[A block of data]
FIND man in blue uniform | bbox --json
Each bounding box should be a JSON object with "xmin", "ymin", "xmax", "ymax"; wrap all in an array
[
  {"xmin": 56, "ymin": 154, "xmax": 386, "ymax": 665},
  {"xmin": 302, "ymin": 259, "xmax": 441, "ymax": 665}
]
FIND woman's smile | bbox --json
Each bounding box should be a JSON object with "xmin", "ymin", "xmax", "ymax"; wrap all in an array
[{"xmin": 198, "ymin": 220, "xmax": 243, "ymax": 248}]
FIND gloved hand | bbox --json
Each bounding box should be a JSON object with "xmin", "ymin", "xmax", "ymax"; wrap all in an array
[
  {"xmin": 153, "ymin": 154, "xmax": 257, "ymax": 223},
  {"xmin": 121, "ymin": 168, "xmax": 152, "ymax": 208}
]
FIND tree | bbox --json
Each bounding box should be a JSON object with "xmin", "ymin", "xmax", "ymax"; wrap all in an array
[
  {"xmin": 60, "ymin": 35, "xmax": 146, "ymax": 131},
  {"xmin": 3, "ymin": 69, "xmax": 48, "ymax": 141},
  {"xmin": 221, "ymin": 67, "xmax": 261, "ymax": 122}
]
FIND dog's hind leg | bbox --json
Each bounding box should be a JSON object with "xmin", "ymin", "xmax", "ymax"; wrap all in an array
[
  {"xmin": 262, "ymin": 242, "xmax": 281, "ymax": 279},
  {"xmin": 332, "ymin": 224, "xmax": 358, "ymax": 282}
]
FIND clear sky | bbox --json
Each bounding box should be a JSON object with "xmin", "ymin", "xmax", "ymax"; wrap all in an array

TO DO
Please repeat the lines of the listing above without any changes, starting with the line that contains "FIND dog's hind leg | bbox --json" and continuing through the end of the listing.

THE OUTPUT
FIND dog's hind leg | bbox --json
Each bounding box should be a JSON object with "xmin", "ymin", "xmax", "ymax"; wrap all in an array
[
  {"xmin": 262, "ymin": 242, "xmax": 281, "ymax": 279},
  {"xmin": 332, "ymin": 224, "xmax": 358, "ymax": 282}
]
FIND clear sky | bbox --json
Each bounding box should be a JSON object with "xmin", "ymin", "xmax", "ymax"; wrap all in an array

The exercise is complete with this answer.